▸ **QUOTED TEXT**
-*-
But Baudoin believes it failed to inject the area with a new economic dynamism.


Fifty per cent of Swiss visited their national exhibition, where a whole raft of souvenirs could be bought.

The Swiss Federal Archives also swallowed up a vast amount of Expo memorabilia - information on the project is taking up 50 kilometres of filing cabinets.

Work on archiving this data is expected to be complete by January 2004, says the project leader, Dominik Slapping, though the information will only be accessible to the general public in 30 years' time.

National cohesion

Organisers of Expo hope the exhibition brought about a sense of national cohesion - but, just one year on, it is too early to say whether they fulfilled this dream.

But it seems clear that German-speaking Swiss were brought closer to their French-speaking counterparts, with many people from Zurich travelling to the event.

Wenger is certain that Expo was a moment "of nostalgia, of pride".
-*-
▸ **WHAT YOU ARE ASKED TO DO**
Please quote the passage about the Swiss Expo in full, word for word.
-*-
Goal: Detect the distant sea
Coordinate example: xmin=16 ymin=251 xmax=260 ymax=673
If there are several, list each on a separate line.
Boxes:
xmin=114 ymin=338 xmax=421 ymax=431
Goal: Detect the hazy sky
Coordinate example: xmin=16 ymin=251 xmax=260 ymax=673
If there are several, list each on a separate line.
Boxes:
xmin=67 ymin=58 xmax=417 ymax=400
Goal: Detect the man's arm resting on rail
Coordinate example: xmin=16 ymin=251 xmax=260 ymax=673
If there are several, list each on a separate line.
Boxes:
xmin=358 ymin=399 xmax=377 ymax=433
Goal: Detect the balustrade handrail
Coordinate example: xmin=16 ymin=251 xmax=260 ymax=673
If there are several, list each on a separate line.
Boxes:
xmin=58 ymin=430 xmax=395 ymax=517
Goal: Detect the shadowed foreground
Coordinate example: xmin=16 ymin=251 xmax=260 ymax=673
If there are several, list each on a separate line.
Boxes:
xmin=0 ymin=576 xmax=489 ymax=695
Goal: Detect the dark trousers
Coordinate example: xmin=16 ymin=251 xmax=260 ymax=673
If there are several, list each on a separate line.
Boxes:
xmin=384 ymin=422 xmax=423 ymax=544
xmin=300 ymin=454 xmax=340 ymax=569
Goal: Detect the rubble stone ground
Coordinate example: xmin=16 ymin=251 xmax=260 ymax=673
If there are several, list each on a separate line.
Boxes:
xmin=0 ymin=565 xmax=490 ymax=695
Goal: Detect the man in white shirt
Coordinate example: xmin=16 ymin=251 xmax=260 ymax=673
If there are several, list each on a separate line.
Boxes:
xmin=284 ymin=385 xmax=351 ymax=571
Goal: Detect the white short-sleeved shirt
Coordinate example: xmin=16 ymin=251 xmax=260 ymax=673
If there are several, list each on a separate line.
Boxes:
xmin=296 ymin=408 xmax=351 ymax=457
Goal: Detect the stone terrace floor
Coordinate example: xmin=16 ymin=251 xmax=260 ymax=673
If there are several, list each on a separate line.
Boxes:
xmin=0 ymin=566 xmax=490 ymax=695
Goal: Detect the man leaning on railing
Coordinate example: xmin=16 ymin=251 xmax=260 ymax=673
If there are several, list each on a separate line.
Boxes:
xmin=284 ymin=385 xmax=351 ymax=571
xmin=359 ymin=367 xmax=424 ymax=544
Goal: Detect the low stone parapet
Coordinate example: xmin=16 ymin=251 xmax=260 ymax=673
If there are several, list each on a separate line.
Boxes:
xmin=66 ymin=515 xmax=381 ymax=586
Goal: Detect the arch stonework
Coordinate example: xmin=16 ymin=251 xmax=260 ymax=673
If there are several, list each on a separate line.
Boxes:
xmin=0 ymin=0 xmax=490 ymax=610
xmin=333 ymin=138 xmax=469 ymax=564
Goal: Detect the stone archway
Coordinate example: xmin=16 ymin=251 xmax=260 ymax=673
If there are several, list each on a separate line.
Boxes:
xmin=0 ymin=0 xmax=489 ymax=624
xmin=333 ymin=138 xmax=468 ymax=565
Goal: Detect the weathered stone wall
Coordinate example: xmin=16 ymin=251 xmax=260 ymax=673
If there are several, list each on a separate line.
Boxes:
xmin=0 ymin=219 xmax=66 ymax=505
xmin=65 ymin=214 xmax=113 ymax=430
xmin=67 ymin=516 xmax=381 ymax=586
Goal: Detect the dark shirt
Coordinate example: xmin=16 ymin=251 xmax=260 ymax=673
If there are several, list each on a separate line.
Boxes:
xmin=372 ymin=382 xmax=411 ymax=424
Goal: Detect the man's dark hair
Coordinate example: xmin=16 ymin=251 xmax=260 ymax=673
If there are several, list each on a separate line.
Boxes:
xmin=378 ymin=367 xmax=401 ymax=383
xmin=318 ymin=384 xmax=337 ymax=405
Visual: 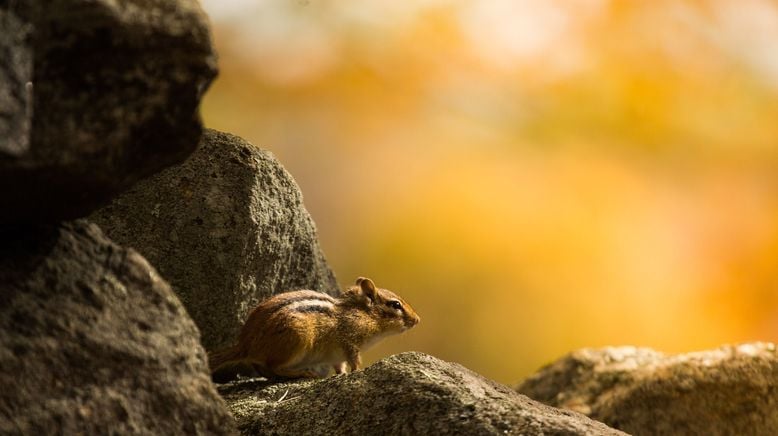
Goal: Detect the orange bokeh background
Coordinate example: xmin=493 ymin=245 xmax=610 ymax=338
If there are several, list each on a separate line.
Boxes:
xmin=203 ymin=0 xmax=778 ymax=383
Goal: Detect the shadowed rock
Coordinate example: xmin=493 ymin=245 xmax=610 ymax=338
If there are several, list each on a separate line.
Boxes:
xmin=91 ymin=130 xmax=338 ymax=349
xmin=517 ymin=343 xmax=778 ymax=435
xmin=0 ymin=220 xmax=235 ymax=435
xmin=219 ymin=353 xmax=623 ymax=435
xmin=0 ymin=0 xmax=216 ymax=225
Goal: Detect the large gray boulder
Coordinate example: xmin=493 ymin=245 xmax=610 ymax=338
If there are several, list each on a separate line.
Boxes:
xmin=0 ymin=0 xmax=216 ymax=225
xmin=0 ymin=220 xmax=235 ymax=435
xmin=91 ymin=130 xmax=338 ymax=350
xmin=517 ymin=343 xmax=778 ymax=435
xmin=0 ymin=0 xmax=32 ymax=159
xmin=219 ymin=353 xmax=624 ymax=436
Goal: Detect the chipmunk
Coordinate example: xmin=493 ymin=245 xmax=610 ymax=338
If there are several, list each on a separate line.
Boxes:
xmin=208 ymin=277 xmax=420 ymax=381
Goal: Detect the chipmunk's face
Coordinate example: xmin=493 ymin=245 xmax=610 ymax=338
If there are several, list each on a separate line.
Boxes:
xmin=354 ymin=277 xmax=421 ymax=333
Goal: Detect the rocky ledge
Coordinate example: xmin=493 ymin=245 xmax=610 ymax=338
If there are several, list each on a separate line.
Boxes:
xmin=219 ymin=352 xmax=624 ymax=435
xmin=517 ymin=342 xmax=778 ymax=436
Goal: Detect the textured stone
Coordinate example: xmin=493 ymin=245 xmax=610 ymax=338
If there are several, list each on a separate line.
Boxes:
xmin=219 ymin=353 xmax=623 ymax=435
xmin=0 ymin=220 xmax=235 ymax=435
xmin=517 ymin=343 xmax=778 ymax=435
xmin=0 ymin=1 xmax=32 ymax=156
xmin=0 ymin=0 xmax=216 ymax=224
xmin=92 ymin=130 xmax=338 ymax=350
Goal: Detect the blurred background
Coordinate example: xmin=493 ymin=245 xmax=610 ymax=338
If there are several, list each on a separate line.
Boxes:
xmin=196 ymin=0 xmax=778 ymax=383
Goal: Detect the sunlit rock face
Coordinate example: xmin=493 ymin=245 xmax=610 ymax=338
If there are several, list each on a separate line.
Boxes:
xmin=91 ymin=129 xmax=339 ymax=350
xmin=219 ymin=353 xmax=624 ymax=435
xmin=0 ymin=0 xmax=216 ymax=224
xmin=517 ymin=342 xmax=778 ymax=435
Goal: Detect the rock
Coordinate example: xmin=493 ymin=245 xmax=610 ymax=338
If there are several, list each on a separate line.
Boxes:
xmin=0 ymin=0 xmax=216 ymax=225
xmin=219 ymin=353 xmax=623 ymax=435
xmin=0 ymin=2 xmax=32 ymax=159
xmin=517 ymin=343 xmax=778 ymax=435
xmin=91 ymin=130 xmax=338 ymax=350
xmin=0 ymin=220 xmax=235 ymax=435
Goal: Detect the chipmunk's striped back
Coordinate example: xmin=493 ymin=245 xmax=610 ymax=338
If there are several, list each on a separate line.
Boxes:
xmin=208 ymin=278 xmax=419 ymax=380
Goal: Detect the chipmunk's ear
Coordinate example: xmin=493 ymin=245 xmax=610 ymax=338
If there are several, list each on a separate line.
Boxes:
xmin=357 ymin=277 xmax=376 ymax=301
-*-
▸ **THE RESULT**
But Baudoin believes it failed to inject the area with a new economic dynamism.


Fifty per cent of Swiss visited their national exhibition, where a whole raft of souvenirs could be bought.

The Swiss Federal Archives also swallowed up a vast amount of Expo memorabilia - information on the project is taking up 50 kilometres of filing cabinets.

Work on archiving this data is expected to be complete by January 2004, says the project leader, Dominik Slapping, though the information will only be accessible to the general public in 30 years' time.

National cohesion

Organisers of Expo hope the exhibition brought about a sense of national cohesion - but, just one year on, it is too early to say whether they fulfilled this dream.

But it seems clear that German-speaking Swiss were brought closer to their French-speaking counterparts, with many people from Zurich travelling to the event.

Wenger is certain that Expo was a moment "of nostalgia, of pride".